SOAL A =
Jawablah pertanyaan berikut berdasarkan kutipan bacaan tentang ngopi di Aceh.
(i) Susu kental manis merek apa yang disebut dipakai dalam minuman kopi susu itu?
(ii) Warna mencolok apa saja yang dimiliki keude di pojokan jalan Sukadamai?
(iii) Kopi apa yang dipesan di keude tersebut?

KUTIPAN BACAAN =

------------

Ternyata black beans  punya  dua tempat yang terpisah. Jalan pintas masuk ke tempat roasting. Kafenya ada di sebelah yang sayangnya tak sempat masuk.

Ya sudah, karena hanya ada dua menu itu, kami pesan masing-masing satu cangkir. Espresso-nya enak.

Meskipun mereka pakai arabica yang lebih terasa asam, tapi ini gak kuat rasa asamnya. Segelas kecil tak cukup, pesan lagi. Rasanya sungguh lembut, kalem banget di lidah.

Komposisi yang pas antara susu dan kopi. Padahal pakai skm frisian flag! Maunya cari pembanding. Tapi waktunya mepet. Udah..

Karena tak memiliki referensi selain black beans jatuhkan pilihan sanger di sini jadi juara pertama.

Bahkan sebelum pulang kami sempatkan untuk beli take away. Emang ya, ngopi di tempat asal kopi rasanya memang beda. Kalau mau pesen boleh mampir.

Sebelum wobaksot mampir di sebuah keude.Tempatnya di pojokan jalan sukadamai. Strategis. Kawasannya  flyover membuat tempat ini mudah sekali diakses.

Tempatnya luas dengan warna mencolok merah dan kuning.

Mereka juga menjual banyak pilihan makanan. Di sini, semakin malam justru terasa semakin ramai. Mesannya kopi hitam saring tanpa gula.

Sedihnya karena pernah merasakan kopi yang lebih enak, kopi terakhir terasa biasa saja. Syukurnya obrolan malam itu sedikit memberikan kesan negeri ini menyenangkan.

Wah ternyata aku gak begitu banyak nongkrong di warung kopi. Setelah dibuat daftar gini jadinya sedikit sekali, ya.

Eh tapi gini, meskipun sedikit semua tempat memiliki kesan yang berbeda-beda. Tentu dengan ciri khas mereka masing-masing.

Kesan mendalamnya, orang di sini menyenangkan. Bercengkerama ketika mereka di warung kopi. Bukan untuk kerja, bukan untuk nge-game, bukan pula untuk update status.

Tapi ya kerena memang mereka ingin berbagi cerita satu sama lain.

Ngopi di Aceh yang punya produk kopi unggulan membuat penasaran. Secara otomatis membanding-bandingkan dari satu tempat ke tempat lain.

Setelah ini enaknya ngopi di mana, ya?

Anteng banget hidup orangnya. Ngopi setiap waktu, beli jajan tak pernah ketinggalan, justru pelengkap yang wajib ada.

------------

DAFTAR ENTRI =
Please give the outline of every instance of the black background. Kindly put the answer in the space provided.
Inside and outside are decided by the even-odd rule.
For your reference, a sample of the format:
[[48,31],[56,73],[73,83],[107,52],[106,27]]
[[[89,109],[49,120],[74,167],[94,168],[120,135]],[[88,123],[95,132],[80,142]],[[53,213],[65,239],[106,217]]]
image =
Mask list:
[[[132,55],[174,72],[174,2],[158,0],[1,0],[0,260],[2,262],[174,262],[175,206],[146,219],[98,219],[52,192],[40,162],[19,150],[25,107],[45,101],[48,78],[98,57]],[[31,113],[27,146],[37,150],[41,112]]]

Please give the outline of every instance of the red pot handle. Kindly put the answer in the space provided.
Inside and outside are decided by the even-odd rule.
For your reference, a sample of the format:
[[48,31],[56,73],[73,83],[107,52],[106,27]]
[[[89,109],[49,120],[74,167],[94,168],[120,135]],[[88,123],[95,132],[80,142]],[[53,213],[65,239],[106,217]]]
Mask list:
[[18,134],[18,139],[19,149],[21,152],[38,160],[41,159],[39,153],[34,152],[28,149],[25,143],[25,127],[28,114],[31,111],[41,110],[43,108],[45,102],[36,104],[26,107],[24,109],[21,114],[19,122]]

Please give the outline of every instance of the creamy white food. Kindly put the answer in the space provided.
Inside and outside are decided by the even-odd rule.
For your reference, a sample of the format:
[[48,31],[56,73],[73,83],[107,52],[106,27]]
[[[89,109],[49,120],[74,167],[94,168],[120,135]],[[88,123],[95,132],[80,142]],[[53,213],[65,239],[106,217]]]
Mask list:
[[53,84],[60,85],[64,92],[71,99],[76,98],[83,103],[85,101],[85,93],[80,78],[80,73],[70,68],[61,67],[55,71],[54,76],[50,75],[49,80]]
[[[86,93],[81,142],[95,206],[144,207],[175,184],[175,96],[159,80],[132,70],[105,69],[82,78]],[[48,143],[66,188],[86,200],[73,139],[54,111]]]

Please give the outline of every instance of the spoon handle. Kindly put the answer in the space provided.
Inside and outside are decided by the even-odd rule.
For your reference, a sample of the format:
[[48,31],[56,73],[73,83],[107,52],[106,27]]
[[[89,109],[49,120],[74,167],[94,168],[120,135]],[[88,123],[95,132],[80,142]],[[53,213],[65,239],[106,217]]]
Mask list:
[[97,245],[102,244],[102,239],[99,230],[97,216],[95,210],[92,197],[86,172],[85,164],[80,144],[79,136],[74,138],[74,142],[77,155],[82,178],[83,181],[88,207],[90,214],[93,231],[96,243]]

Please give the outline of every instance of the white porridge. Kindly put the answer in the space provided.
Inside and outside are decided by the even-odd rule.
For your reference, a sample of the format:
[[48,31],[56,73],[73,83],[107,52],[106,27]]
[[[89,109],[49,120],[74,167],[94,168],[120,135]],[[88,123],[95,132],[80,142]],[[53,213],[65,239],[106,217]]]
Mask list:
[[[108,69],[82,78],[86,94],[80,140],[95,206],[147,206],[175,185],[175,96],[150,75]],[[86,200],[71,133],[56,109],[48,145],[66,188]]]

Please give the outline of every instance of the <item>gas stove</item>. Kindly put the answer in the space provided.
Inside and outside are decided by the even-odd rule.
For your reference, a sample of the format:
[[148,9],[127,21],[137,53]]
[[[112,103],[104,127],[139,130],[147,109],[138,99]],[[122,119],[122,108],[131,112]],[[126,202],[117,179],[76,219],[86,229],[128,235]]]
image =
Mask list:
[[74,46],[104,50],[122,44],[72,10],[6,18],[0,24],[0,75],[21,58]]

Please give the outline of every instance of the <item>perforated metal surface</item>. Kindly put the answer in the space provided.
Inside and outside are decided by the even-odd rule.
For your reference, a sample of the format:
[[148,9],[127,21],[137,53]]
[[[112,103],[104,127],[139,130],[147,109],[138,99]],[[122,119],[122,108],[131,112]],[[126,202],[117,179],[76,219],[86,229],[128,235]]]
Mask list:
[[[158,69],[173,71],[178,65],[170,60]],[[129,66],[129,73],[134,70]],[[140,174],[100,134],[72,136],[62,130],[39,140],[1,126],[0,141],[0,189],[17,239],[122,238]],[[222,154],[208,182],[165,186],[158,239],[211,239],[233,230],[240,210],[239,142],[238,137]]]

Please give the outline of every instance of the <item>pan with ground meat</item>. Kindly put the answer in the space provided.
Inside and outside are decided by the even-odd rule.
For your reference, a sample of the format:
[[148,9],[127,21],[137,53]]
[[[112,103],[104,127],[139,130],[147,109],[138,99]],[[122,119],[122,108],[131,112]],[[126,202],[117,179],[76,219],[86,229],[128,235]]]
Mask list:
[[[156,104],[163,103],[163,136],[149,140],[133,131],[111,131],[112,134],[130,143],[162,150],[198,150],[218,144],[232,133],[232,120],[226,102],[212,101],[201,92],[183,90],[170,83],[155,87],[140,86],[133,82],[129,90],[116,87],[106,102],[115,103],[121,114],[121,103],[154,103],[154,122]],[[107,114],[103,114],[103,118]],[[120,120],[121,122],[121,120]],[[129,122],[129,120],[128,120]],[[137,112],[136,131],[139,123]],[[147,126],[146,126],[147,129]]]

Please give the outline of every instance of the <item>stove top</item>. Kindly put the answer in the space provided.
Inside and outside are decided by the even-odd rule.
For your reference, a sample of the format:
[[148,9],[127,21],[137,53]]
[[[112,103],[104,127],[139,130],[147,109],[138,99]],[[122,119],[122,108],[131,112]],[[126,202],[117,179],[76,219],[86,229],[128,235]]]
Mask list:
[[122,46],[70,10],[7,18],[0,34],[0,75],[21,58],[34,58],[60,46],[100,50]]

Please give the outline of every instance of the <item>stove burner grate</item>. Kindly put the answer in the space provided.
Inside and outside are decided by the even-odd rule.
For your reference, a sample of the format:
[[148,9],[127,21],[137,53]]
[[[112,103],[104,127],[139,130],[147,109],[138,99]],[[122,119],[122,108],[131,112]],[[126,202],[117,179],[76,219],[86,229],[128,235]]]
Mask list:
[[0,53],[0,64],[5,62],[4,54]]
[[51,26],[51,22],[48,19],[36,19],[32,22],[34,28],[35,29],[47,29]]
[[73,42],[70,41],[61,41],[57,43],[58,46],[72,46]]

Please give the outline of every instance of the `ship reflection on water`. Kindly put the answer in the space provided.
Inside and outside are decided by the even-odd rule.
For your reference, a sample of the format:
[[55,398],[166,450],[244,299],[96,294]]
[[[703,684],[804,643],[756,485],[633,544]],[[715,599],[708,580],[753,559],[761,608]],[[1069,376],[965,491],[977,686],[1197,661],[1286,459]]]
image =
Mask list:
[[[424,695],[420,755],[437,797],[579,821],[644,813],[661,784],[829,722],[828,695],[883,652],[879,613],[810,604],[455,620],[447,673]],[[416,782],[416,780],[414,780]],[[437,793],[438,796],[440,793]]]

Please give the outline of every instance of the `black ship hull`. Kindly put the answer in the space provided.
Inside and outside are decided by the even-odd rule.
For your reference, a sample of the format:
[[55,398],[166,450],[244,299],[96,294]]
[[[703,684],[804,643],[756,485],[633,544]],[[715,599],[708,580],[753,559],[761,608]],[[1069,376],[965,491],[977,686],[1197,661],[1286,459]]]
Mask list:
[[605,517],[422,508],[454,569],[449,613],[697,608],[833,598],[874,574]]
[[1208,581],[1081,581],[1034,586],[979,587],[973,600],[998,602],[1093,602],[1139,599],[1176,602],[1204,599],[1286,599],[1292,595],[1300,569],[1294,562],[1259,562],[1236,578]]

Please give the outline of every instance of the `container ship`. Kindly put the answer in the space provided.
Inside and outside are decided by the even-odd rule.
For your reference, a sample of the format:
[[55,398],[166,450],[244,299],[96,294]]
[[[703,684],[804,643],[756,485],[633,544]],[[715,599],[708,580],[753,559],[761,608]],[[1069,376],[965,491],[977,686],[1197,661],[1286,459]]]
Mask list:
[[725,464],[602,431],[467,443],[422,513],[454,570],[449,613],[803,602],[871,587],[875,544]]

------------

SOAL B = Salin ulang baris-baris dalam daftar entri, dari baris yang memuat "the <item>stove burner" sampai dengan baris yang memuat "[[73,42],[70,41],[61,41],[57,43],[58,46],[72,46]]".

JAWABAN TERTULIS A =
(i) Frisian Flag.
(ii) Merah dan kuning.
(iii) Kopi hitam saring tanpa gula.

JAWABAN TERTULIS B =
Please give the outline of every instance of the <item>stove burner grate</item>. Kindly put the answer in the space provided.
Inside and outside are decided by the even-odd rule.
For your reference, a sample of the format:
[[148,9],[127,21],[137,53]]
[[[112,103],[104,127],[139,130],[147,109],[138,99]],[[122,119],[122,108],[131,112]],[[126,202],[117,179],[76,219],[86,229],[128,235]]]
Mask list:
[[0,53],[0,64],[5,62],[4,54]]
[[51,26],[51,22],[48,19],[36,19],[32,22],[34,28],[35,29],[47,29]]
[[73,42],[70,41],[61,41],[57,43],[58,46],[72,46]]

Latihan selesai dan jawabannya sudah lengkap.